International shipping regulations require that ships over a certain tonnage are required to have a full complement of navigational tools (Water-proofed charts, Sextant, compass, star charts,etc) and the captain, first officer and second officer must be trained in their use.
Beside, any captain worth their salt can identify that they are off-course from just the stars or landmarks.
Canadian Merchant Marine students are still required to learn how to navigate using plotted charts and sextants. Computers/components can fail and GPS can be flawed/manipulated. With no computer support stores at sea....one must always be able to rely on the tried and true method IMO.
Total reliance on GPS navigation/computers has always an issue to keep in mind. Any crew worth thier salt would not rely 100% on GPS for navigation. Canadian Merchant Marine students are still required to learn how to navigate using plotted charts and sextants. Computers/components can fail and GPS can be flawed/manipulated. With no computer support stores at sea....one must always be able to rely on the tried and true method IMO.
Ask Michael Scott about the flaws in GPS devices. :-)
This is actually an issue for all crews, I'd say.
Crews routinely rely on their instruments to provide them with correct data. They tend to believe what their instruments tell them - it's human nature. Only a paranoid would go out and check if the GPS is right all the time.
Pirate icon because... well, it's obvious, really.
I disagree.
You're correct that no-one on a boat relies on GPS alone - when they first came out I was once unable to get a fix for several days, and everyone knows they're only giving you a position +/- a few metres.
But this one is different, because the GPS will be giving you a strong signal which looks valid. It's not a failure mode for GPS anyone has ever seen and it's certainly not one people look for. In fact if you used it to modify the course by 5 degrees, most people would verify this against their compass and assume the compass was off, rather than the GPS. Likewise comparing against a log for speed (which are notoriously innaccurate, at least on yachts, as the impellers tend to foul).

== Task ==
In the discussion of GPS navigation, what are Canadian Merchant Marine students still required to learn?

== Given material ==

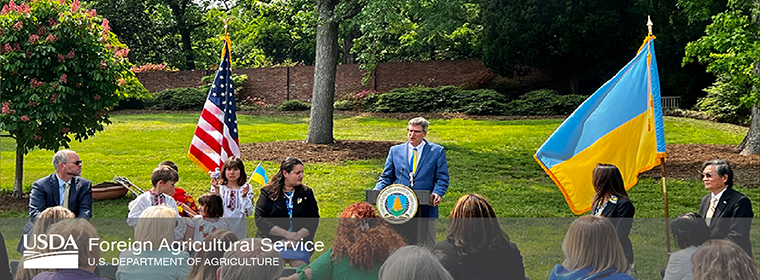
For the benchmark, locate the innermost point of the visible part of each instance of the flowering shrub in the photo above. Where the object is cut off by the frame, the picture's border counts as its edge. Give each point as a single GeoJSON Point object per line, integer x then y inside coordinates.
{"type": "Point", "coordinates": [61, 68]}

== Response below ==
They must learn to navigate using plotted charts and sextants.